Activity 1 = Set down the part of the land-mine article between "Late last month" and "of land mines.", inclusive.
Activity 2 = Summarize the land-mine article in two sentences.

According to local press reports, hospital officials estimate that 60 to 70 percent of the roughly 700 soldiers in the facility have been wounded by mines. Most of them are amputees.

In one of the hospital's ward rooms, a photographer and I found three soldiers from the same RCAF unit who had been wounded by mines within a few weeks of one another in Battambang.

Poev Sokha lost his left leg at the calf. He said he had spent 15 of his 31 years in the Army. What would he do now? ''I don't know,'' he replied.

The hospital is dirty and bleak. The influx of soldiers from the provinces is beyond its capacity, so patients and families crowd the hallways. Some buildings are under construction and some are falling down.

While we were talking to Mr. Sokha, another soldier from his unit rolled over on his bed to see what the commotion was. He sat up and changed position several times to find a comfortable way to rest his legs, both amputated and bandaged below the knee. He said his name was Kuon Sak and that he had been transferred from a Battambang hospital to Phnom Penh a few days earlier.

The change was a big improvement, he explained, because his family in Phnom Penh could come to feed him and help him keep clean. His wife, Chan So Pheap, said she spent the whole day in the hospital.

Mr. Sak, also a career soldier, was similarly unsure about the next phase in his life. ''I'm waiting to hear from the government.''

The government and private groups do help those wounded by land mines in Cambodia, although many people concerned with the problem are quick to note that the resources and staff available are not adequate to meet the need.

Late last month about 1,000 of these people gathered in Phnom Penh to make that point as part of an unprecedented Mine Awareness Day held across Cambodia.

''We want to send a message to the world that Cambodia is the victim of the mine,'' said Ieng Mouly, head of the Cambodian Mine Action Center (CMAC) and the country's minister of information. He urged countries and private groups to continue to support demining, rehabilitation, and mine-awareness programs, some of which are facing cutbacks in funding as world attention shifts to other crises.

He appealed to mine-manufacturing countries to ''please stop producing devices that kill military [personnel] and civilians in peace and in war.''

CMAC deputy assistant director Phan Sothy said the day was designed to show Cambodia's support for an international movement to ban the use, production, export, and stockpiling of land mines.

[Stored data entries]
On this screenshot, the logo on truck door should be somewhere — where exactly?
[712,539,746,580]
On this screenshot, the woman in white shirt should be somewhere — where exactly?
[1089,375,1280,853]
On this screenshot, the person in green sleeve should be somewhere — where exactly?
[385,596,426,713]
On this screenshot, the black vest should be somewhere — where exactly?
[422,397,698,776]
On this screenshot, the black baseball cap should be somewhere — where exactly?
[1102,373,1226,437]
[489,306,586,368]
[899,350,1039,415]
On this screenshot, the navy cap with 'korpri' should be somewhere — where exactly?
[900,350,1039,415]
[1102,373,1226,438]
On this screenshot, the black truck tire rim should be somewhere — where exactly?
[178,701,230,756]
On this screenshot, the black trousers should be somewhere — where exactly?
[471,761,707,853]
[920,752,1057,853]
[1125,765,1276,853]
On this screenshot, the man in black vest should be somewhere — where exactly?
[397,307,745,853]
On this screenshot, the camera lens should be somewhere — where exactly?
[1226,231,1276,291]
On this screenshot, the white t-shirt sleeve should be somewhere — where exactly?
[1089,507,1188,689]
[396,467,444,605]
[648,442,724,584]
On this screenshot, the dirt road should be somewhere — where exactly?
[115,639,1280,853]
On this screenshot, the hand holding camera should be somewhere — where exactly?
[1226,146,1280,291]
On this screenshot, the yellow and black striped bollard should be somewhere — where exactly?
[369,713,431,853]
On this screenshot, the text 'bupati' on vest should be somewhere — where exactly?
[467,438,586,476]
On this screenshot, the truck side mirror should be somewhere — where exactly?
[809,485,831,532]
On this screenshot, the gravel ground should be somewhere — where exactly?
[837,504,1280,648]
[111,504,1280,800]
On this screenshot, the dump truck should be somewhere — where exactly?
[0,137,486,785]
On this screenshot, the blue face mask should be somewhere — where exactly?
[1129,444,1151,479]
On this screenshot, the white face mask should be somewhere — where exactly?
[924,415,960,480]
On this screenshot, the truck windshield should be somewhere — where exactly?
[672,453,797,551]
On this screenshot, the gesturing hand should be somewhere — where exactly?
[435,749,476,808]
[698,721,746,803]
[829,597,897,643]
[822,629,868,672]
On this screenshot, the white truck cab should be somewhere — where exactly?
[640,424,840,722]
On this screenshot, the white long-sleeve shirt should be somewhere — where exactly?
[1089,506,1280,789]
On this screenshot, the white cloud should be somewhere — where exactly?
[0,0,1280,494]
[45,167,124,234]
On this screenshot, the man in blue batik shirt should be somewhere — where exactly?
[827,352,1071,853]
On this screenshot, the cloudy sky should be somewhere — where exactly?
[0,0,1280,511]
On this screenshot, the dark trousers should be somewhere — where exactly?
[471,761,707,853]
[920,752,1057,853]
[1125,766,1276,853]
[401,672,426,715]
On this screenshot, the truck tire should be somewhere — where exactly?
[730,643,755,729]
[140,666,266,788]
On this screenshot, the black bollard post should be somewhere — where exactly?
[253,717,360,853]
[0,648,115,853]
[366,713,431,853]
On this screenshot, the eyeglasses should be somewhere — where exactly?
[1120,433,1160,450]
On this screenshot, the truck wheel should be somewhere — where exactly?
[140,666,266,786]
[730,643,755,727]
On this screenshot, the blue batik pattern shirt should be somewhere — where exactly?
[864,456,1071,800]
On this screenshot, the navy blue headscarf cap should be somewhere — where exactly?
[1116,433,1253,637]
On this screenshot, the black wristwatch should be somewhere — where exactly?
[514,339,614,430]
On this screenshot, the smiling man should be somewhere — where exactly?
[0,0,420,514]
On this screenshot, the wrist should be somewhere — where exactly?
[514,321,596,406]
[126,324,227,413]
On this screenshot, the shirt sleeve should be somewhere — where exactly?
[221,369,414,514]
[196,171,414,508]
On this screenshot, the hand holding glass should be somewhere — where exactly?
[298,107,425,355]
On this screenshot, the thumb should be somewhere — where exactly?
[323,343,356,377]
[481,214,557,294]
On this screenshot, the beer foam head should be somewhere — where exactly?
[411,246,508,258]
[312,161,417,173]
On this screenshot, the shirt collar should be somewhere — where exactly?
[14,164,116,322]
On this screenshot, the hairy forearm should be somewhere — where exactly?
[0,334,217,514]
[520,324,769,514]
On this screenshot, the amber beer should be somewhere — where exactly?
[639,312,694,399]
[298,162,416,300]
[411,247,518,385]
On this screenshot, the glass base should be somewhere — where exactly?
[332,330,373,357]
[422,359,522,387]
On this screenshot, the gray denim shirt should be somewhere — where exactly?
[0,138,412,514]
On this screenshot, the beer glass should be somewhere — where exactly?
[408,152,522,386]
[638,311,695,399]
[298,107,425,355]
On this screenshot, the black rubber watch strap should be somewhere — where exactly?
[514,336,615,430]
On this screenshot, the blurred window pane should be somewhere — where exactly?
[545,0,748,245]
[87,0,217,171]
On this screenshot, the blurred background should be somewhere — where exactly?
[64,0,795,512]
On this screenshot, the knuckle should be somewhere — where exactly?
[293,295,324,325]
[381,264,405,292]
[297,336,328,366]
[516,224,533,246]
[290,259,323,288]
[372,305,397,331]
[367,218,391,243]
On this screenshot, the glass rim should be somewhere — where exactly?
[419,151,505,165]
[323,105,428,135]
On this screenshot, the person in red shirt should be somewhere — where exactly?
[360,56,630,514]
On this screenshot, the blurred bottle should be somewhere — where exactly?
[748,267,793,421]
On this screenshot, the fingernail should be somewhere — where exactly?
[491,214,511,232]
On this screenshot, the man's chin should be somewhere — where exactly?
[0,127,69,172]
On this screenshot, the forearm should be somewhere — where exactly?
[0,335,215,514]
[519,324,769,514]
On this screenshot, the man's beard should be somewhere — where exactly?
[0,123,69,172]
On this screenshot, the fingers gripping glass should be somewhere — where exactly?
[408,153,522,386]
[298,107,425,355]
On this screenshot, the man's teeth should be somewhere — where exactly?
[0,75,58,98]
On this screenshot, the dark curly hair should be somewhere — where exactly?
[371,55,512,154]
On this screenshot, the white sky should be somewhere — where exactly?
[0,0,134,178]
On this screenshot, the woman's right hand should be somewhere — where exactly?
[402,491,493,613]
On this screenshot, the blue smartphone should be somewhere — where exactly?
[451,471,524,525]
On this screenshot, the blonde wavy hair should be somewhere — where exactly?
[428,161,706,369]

Written solution 1 =
Late last month about 1,000 of these people gathered in Phnom Penh to make that point as part of an unprecedented Mine Awareness Day held across Cambodia.

''We want to send a message to the world that Cambodia is the victim of the mine,'' said Ieng Mouly, head of the Cambodian Mine Action Center (CMAC) and the country's minister of information. He urged countries and private groups to continue to support demining, rehabilitation, and mine-awareness programs, some of which are facing cutbacks in funding as world attention shifts to other crises.

He appealed to mine-manufacturing countries to ''please stop producing devices that kill military [personnel] and civilians in peace and in war.''

CMAC deputy assistant director Phan Sothy said the day was designed to show Cambodia's support for an international movement to ban the use, production, export, and stockpiling of land mines.

Written solution 2 = A hospital in Phnom Penh holds roughly 700 soldiers, an estimated 60 to 70 percent of them wounded by mines and most of them amputees, including soldiers from one RCAF unit who are unsure what they will do next. Government and private help for mine victims is said to fall short of the need, and about 1,000 people gathered in Phnom Penh for an unprecedented Mine Awareness Day, where officials urged continued support for demining and backed an international movement to ban land mines.